(Data items)
## start

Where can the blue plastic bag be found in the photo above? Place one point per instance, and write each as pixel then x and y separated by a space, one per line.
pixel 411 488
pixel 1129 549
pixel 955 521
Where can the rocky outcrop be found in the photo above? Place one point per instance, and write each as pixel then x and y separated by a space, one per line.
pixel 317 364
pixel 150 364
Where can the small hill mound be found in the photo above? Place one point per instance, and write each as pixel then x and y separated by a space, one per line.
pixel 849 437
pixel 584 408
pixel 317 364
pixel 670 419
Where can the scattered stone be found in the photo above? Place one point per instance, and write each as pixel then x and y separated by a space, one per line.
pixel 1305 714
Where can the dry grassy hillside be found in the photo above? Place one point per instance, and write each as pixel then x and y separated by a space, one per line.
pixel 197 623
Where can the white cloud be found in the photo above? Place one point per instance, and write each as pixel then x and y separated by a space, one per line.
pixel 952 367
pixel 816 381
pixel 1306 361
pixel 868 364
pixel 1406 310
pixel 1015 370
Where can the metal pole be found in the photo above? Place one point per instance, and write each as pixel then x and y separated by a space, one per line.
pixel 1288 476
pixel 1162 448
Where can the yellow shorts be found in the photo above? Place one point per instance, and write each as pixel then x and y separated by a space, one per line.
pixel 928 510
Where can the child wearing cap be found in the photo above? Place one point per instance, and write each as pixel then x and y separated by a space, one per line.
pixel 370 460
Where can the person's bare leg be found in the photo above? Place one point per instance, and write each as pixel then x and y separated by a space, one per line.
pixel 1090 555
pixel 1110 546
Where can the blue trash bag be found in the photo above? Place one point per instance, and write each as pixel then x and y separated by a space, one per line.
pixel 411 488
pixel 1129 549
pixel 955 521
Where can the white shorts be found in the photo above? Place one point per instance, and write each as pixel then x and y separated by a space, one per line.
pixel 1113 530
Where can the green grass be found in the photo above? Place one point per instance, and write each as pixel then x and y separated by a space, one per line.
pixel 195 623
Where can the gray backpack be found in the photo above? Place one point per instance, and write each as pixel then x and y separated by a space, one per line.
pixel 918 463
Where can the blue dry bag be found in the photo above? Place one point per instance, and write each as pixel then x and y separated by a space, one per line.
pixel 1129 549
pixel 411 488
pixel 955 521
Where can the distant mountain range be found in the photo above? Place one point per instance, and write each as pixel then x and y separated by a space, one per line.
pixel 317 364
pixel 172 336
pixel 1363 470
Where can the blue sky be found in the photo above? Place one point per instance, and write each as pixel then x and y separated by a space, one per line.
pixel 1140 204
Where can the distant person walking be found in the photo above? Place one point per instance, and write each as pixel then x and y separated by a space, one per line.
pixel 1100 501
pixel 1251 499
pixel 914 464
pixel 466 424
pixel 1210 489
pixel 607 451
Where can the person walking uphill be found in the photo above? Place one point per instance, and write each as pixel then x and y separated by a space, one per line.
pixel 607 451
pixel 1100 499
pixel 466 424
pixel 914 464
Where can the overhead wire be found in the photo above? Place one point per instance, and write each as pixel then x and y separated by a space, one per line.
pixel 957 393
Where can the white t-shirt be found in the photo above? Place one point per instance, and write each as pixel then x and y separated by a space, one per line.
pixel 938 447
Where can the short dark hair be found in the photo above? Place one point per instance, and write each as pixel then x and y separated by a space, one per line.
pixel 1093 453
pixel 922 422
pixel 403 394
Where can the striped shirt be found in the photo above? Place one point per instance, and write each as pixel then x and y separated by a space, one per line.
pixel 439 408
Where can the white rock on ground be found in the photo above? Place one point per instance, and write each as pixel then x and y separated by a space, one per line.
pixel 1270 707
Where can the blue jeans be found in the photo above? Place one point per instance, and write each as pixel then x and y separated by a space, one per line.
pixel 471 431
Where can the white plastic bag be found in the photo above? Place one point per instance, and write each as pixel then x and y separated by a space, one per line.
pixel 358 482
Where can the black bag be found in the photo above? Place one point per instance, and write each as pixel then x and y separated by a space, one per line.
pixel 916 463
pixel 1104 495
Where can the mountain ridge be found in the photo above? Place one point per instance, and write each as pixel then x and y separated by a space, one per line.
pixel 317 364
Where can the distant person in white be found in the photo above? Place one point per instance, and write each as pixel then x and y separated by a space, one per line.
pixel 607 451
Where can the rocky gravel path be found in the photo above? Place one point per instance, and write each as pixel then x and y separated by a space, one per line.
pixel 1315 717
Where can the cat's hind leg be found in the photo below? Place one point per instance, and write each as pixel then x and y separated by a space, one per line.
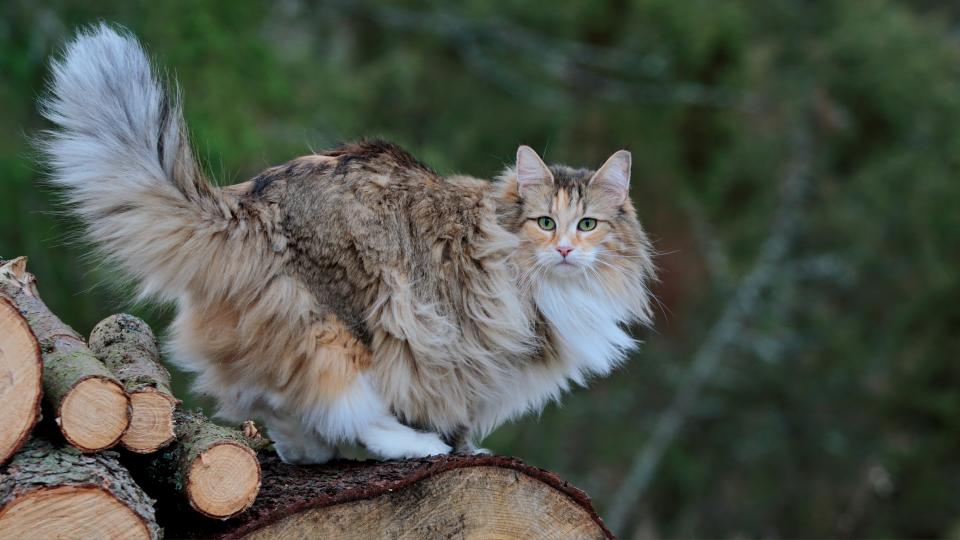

## end

Echo the lines in the items above, from the line with "Where can the person walking" to the line with "pixel 957 393", both included, and nothing else.

FINAL RESULT:
Where can the person walking uphill be found in the photo above? Place one point per instance, and write each as pixel then x and y separated by a space, one per line.
pixel 607 451
pixel 1100 499
pixel 466 424
pixel 914 464
Where can the overhead wire be found in the photo above? Place one point per instance, and write each as pixel then x and y separated by a space, one per line.
pixel 957 393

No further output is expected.